======== EXCERPTED PASSAGE
In 2016, you wouldn’t think that increasing diversity in STEM fields would still be such a large issue. But, in the workforce, only 13% of engineering positions, and 25% of those in computer and mathematical sciences are held by women.
Taking the Road Less Traveled are career exploration events aimed at increasing awareness of career opportunities for girls in STEM fields. The sessions, sponsored by the Women in Science and Engineering Program, or WISE at Iowa State University, are held multiple times a year for girls in 8th to 10th grade. The goal of the event is to help young students realize how they can apply lessons from the classroom to real-life careers. Lora Leigh Chrystal, Director of WISE, provided insight about this event and the lack of women in STEM careers.
“The purpose of the program to provide kids an opportunity to explore STEM by having female role models deliver the content,” said Chrystal. “We’re hoping that they realize that the field of STEM is so broad. We talk a lot about the messaging with our presenters to make sure that they are making that connection about (how) they apply the classwork that they’re in now and what that might look like going through college, what the workforce really looks like.”
The events include a range of activities including career sessions in STEM fields such as engineering, computer science, and environmental science. The exposure to learning from women role models about what job opportunities are possible in STEM fields, is an important factor.
“Presenters that had attended found a lot comfort in the fact that there were so many other girls interested in STEM,” said Chrystal. “The role modeling piece was huge. They had no idea that there were women engineers out there doing something that they were so interested in.”
Chrystal explained the need to overcome conditioned ways in how boys and girls are taught. She has found for example, that in many experiences with STEM-related activities, girls feel the need to be “smart” or excel in math and science to be able to participate. Boys don’t seem to get the same message. Secondly, parents can be important contributors to the discovery process for their children. They can help their children learn more about STEM fields by enrolling them in after school activities or in STEM-based summer camps. Employers can also play a role through hiring. Girls need to be able to see themselves as employees in companies.
================
-- TASK REQUIREMENTS --
Continue the article on the Iowa State WISE career exploration events for girls in STEM, starting after its final sentence.
======== SUPPLIED DATA
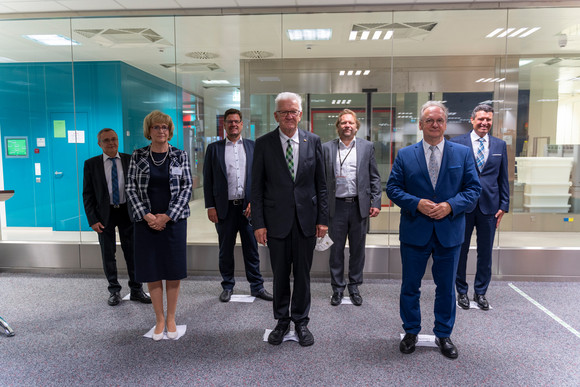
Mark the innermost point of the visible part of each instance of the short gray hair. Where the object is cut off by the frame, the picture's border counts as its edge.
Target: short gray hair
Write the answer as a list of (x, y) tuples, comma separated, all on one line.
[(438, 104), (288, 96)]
================
======== SUPPLIED DATA
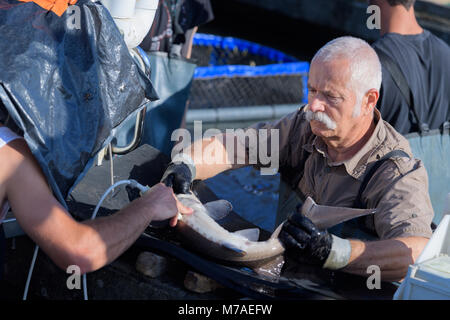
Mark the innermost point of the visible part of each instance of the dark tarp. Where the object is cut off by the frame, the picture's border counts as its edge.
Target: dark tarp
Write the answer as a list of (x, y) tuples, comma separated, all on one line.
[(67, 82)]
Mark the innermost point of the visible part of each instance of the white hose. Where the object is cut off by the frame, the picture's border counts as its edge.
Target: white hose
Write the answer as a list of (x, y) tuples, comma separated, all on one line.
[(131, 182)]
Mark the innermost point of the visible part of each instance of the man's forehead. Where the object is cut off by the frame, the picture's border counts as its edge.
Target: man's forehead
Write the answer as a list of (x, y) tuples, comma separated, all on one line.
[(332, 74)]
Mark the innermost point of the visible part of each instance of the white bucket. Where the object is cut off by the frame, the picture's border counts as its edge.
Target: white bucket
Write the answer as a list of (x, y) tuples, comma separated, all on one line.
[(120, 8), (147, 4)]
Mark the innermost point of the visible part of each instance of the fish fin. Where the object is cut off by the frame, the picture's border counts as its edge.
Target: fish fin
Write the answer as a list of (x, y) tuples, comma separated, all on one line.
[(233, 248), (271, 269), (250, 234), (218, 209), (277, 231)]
================
-- RESPONSE --
“They need to look around and see who’s at the table, and see if their company and the people making the decisions are representative of the people who work for them and the people that they’re serving,” said Chrystal. “Diversity actually helps the bottom line.”
Dr. Raj Raman, Professor of Engineering at ISU’s Biological Systems Engineering and the Education Co-project Director of CenUSA Bioenergy, has been working to increase the amount of women enrolled in STEM through CenUSA’s internship and educational programs. Last year, eight women were enrolled into the program. The internships provide a valuable experience in all areas of bioenergy including: feedstock development, field-level sustainability, logistics, policy-Level sustainability, feedstock conversion and economics, markets and distribution, health and safety, and commercialization.
CenUSA’s female interns have gone on to enroll in grad school or pursue STEM-related careers after completing their internships.
For younger audiences, CenUSA’s C6 Biofarm program offers STEM workshops for students in elementary and middle school. Workshops, including hands-on activities, are held at various locations from schools to conferences to state fairs, teaching young people about career opportunities in STEM fields.
Overall, the stigma that has held women back from STEM careers is being broken down slowly by groups like WISE and CenUSA, who are educating and encouraging younger generations of girls and women to pursue their full range of talents.